Retype only the stretch of lines that starts with the line containing "sheeting and record the coordinates." and ends with the last line of the records, both included, exactly.

(Source records)
..........

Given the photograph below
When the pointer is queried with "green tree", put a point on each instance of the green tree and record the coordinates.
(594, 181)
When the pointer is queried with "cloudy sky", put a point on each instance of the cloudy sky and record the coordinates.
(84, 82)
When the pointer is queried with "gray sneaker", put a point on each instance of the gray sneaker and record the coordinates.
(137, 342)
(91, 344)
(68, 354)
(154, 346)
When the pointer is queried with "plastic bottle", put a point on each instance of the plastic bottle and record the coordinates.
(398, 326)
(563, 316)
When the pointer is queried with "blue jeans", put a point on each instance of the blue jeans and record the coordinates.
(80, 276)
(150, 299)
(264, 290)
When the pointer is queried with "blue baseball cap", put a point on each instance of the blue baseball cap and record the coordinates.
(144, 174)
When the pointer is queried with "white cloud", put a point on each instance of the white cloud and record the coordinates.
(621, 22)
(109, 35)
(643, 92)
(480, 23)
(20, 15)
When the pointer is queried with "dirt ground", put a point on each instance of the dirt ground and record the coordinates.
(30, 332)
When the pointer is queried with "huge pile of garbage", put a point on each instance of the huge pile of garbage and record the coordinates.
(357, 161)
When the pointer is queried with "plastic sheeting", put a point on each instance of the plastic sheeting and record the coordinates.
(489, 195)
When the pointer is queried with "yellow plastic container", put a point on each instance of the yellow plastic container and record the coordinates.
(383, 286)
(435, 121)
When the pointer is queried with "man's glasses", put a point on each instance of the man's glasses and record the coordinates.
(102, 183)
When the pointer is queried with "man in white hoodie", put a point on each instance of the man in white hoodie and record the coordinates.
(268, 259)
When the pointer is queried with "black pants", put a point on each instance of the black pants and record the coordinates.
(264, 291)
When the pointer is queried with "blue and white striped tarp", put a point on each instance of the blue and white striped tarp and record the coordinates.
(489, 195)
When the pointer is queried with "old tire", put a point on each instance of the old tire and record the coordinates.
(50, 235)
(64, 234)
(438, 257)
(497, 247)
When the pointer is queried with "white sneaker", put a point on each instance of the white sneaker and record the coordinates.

..........

**Expected answer**:
When the pointer is queried with "plastic sheeting", put a point on each instance of the plastic sheeting and record the coordinates.
(489, 195)
When the pointer is queried with "yellow plastic container", put a point on each instance of the yellow plastic container and record the coordinates.
(383, 286)
(435, 121)
When the pointer is queried with "man's glasses", put a point on each instance of the man's glasses and record the coordinates.
(102, 183)
When the pointer is queried with "man in white hoodie", put a point on each instance of the man in white hoodie and record the coordinates.
(268, 259)
When the pointer is queried with "black pants", put a point on each instance of the black pants and record the coordinates.
(264, 291)
When the pointer is queried with "blue and white striped tarp", put a point on each instance of the blue and white striped tarp and record the coordinates.
(489, 195)
When the pointer is queried with "old tire", put a point on each instance of the old tire and record the coordinates.
(50, 235)
(64, 234)
(438, 257)
(497, 247)
When the pointer is queried with "white sneaker", put a point on each instance of the white sneaker and record the coordinates.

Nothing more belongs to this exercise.